• **Your task**
Give the entries again exactly, without pictures.

Saved entries
#####

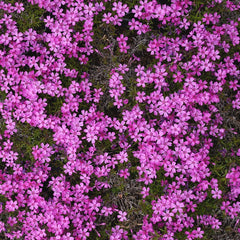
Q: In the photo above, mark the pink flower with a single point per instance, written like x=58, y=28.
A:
x=124, y=173
x=122, y=216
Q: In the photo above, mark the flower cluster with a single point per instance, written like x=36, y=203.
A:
x=150, y=116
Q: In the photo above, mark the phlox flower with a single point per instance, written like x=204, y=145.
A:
x=124, y=173
x=122, y=216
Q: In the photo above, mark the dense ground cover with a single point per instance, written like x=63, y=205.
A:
x=119, y=119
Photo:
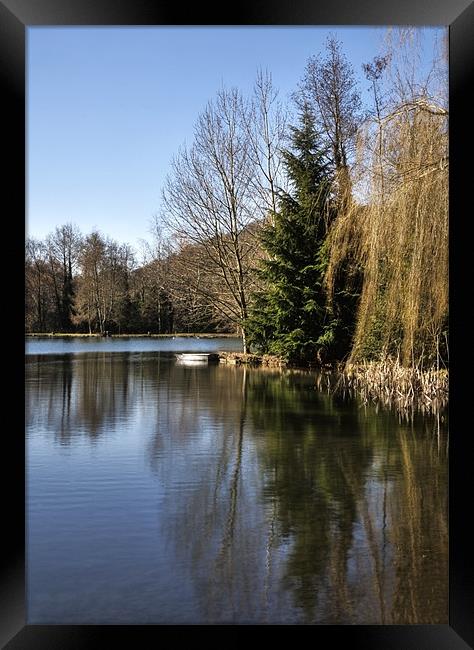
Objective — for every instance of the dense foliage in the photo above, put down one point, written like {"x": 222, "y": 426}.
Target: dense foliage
{"x": 321, "y": 242}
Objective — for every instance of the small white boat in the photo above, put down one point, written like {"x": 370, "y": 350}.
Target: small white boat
{"x": 197, "y": 357}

#####

• **Solved exercise**
Q: In the photo above, mark the pink flower with a single point per instance, written like x=58, y=28.
A:
x=124, y=173
x=122, y=216
Q: In the photo above, mark the flower cluster with a single point per instance, written like x=36, y=203.
A:
x=150, y=116
Q: In the photo above, mark the phlox flower with a single point per instance, written like x=204, y=145.
A:
x=124, y=173
x=122, y=216
Q: In the photo above, mark the dense ground cover with a single point per instance, written like x=63, y=205.
A:
x=119, y=119
Photo:
Objective — for every instance of the dense foliage in the photo above, put down one point, written like {"x": 222, "y": 426}.
Target: dense foliage
{"x": 321, "y": 242}
Objective — for every instance of the small white boat in the photo above, put down one point, written like {"x": 370, "y": 350}.
Target: small white boat
{"x": 197, "y": 357}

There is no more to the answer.